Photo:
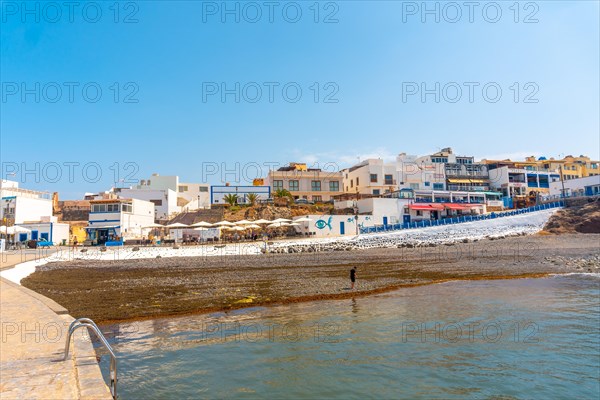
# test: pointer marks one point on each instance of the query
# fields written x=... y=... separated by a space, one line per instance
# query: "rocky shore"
x=148 y=288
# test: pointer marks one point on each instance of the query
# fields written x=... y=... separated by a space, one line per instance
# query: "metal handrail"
x=81 y=322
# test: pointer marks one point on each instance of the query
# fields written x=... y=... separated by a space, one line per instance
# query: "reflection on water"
x=529 y=338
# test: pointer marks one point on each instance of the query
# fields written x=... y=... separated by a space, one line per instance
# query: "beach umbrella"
x=278 y=225
x=202 y=224
x=153 y=225
x=224 y=223
x=176 y=225
x=303 y=219
x=278 y=220
x=11 y=230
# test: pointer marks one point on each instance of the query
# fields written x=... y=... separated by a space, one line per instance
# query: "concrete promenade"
x=33 y=334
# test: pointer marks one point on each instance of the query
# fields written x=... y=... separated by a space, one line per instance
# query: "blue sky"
x=177 y=50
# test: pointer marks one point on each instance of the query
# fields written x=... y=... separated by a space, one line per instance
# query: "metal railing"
x=86 y=322
x=457 y=219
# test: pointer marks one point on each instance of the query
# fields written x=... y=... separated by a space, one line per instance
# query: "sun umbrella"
x=234 y=228
x=176 y=225
x=224 y=223
x=202 y=224
x=303 y=219
x=278 y=225
x=153 y=225
x=275 y=221
x=16 y=229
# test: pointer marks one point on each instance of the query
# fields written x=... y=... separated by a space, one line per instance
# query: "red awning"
x=452 y=206
x=426 y=206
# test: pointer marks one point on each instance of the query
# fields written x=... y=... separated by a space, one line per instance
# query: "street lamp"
x=2 y=197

------------------------------------------------------------------------

* **YOUR ASSIGNMENT**
It would help to have the listing above repeated exactly, with all images removed.

* **RESPONSE**
Photo:
# test: pointer marks one point on each instance of the query
# fields written x=... y=... separated by a space, one line per instance
# query: "rocky shore"
x=148 y=288
# test: pointer marks one point on each instance of the query
# fields written x=... y=... separated by a space, one line per instance
# query: "metal handrail"
x=81 y=322
# test: pointer marks one point on each instance of the query
# fields written x=... y=... separated by a space, one line per instance
# query: "reflection on water"
x=529 y=338
# test: pointer marks one point on each instance of the query
# fields written x=... y=... separated by a space, one line per instance
# query: "beach umbrella"
x=278 y=225
x=202 y=224
x=153 y=225
x=224 y=223
x=176 y=225
x=303 y=219
x=278 y=220
x=11 y=230
# test: pointer marks one point on each instance of the query
# fields written x=... y=... separated by a space, one line per instance
# query: "concrete promenade"
x=33 y=334
# test: pointer marks one point on each instance of the query
# fields written x=... y=... separated by a space, one line per instance
# query: "blue sky"
x=177 y=50
# test: pointer marks one point on each instance of the query
# fields written x=... y=... separated by a space, one line per instance
# query: "metal railing"
x=86 y=322
x=457 y=219
# test: pointer marks one point on each instance of the query
# fields written x=... y=... separated by a space, one line per instance
# query: "sun umbrella"
x=234 y=228
x=176 y=225
x=224 y=223
x=202 y=224
x=303 y=219
x=278 y=225
x=153 y=225
x=275 y=221
x=16 y=229
# test: pointer marks one point on each instance of the query
# fields written x=... y=... separated by a space, one line per instance
# query: "red awning"
x=452 y=206
x=426 y=206
# test: pointer marks one point on each instance of the query
# fields written x=... y=... separated by a space, one line per instance
# query: "street lamp"
x=2 y=197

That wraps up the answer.